Given text>
====
(BIVN) – Eruption of lava continues from multiple points along the northeast end of the active fissure system on the lower East Rift Zone, emergency officials report.
The USGS Hawaiian Volcano Observatory issued this update at 8:36 a.m. HST:
This morning, activity is dominated by lava fountaining, explosion of spatter more than 100 feet into the air, and an advancing lava flow from fissure 17 at the northeast end of the fissure system. As of 630 am the fissure 17 flow had traveled just under a mile roughly east-southeast parallel to the rift zone. It is turning slightly south and at this time is about one half mile south of Highway 132.
Fissure 18 that became active late yesterday is weakly active.
A fissure 19 has been spotted very near fissure 15 as of about 8 am just northeast of Pohoiki Road and north of Hinalo Street at the east end of Lanipuna Gardens. It is producing a sluggish lava flow.
Volcanic gas emissions remain elevated throughout the area downwind of the vents. Yesterday with the onset of activity at fissure 17, powerful steam jets have occurred intermittently near the west end of the fissure. These jets may be responsible for some of the loud sounds reported by residents and emergency workers.
For the most recent map showing the locations of activity, visit this USGS website.
HVO field crews are on site tracking the lava flow as conditions allow and reporting information to Hawaii County Civil Defense.
This eruption is still evolving and additional outbreaks of lava are possible. Ground deformation continues and seismicity remains elevated in the area.
====
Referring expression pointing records
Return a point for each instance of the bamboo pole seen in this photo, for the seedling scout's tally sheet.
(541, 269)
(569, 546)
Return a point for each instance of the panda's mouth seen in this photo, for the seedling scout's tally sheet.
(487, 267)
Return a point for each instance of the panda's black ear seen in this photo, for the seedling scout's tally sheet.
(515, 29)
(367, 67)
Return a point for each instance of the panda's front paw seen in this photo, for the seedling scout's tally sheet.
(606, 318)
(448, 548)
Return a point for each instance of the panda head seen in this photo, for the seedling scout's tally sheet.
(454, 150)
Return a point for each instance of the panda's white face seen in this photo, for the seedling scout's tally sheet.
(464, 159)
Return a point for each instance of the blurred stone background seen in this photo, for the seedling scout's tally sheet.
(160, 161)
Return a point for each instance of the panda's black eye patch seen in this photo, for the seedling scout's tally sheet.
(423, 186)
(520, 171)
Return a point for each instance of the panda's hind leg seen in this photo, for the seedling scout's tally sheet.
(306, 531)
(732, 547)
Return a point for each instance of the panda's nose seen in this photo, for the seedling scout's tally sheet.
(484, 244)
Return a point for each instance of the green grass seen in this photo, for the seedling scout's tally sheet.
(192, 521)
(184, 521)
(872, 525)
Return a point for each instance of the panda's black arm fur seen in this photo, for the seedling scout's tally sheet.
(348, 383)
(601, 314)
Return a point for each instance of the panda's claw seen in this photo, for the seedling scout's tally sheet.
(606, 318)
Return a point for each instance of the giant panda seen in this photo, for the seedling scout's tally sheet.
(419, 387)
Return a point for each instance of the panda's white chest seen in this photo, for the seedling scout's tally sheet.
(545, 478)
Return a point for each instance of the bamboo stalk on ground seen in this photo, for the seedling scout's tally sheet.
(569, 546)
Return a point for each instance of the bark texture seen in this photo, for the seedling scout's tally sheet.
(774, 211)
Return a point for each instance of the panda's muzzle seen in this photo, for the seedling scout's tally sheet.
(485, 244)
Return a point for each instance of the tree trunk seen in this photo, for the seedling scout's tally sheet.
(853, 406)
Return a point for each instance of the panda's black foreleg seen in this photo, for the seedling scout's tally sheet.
====
Tasks to carry out>
#1 Reproduce the eruption update from "Volcanic gas emissions" up to and including "in the area.".
#2 Answer these questions using the eruption update:
(a) How high into the air was spatter being thrown at fissure 17?
(b) At about what time was fissure 19 spotted?
(c) To whom do the HVO field crews report information?
#3 Go on with the eruption update from the point where it stops.
The records play no part in what is asked here.

Solved problems>
#1
Volcanic gas emissions remain elevated throughout the area downwind of the vents. Yesterday with the onset of activity at fissure 17, powerful steam jets have occurred intermittently near the west end of the fissure. These jets may be responsible for some of the loud sounds reported by residents and emergency workers.
For the most recent map showing the locations of activity, visit this USGS website.
HVO field crews are on site tracking the lava flow as conditions allow and reporting information to Hawaii County Civil Defense.
This eruption is still evolving and additional outbreaks of lava are possible. Ground deformation continues and seismicity remains elevated in the area.

#2
(a) More than 100 feet.
(b) About 8 am.
(c) Hawaii County Civil Defense.

#3
The location of future outbreaks could include areas both uprift (southwest) and downrift (northeast) of the existing fissures, or, existing fissures can be reactivated. Communities downslope of these fissures could be at risk from lava inundation. Activity can change rapidly.
USGS also had this update on the Kilauea summit:
Deflationary tilt at the summit of the volcano continues and seismicity remains elevated. Last night several strong earthquakes shook HVO and the surrounding area.
This morning, a steady, vigorous plume of steam and occasionally minor amounts of ash is rising from the Overlook vent and drifting downwind to the southwest. As has been observed over the past several days, occasional rockfalls into the deep vent are expected produce intermittent pulses of slightly more vigorous ash emissions. Depending on wind conditions, dustings of ash may occur in the Kilauea summit area and downwind. More energetic ash emissions are possible if explosive activity commences.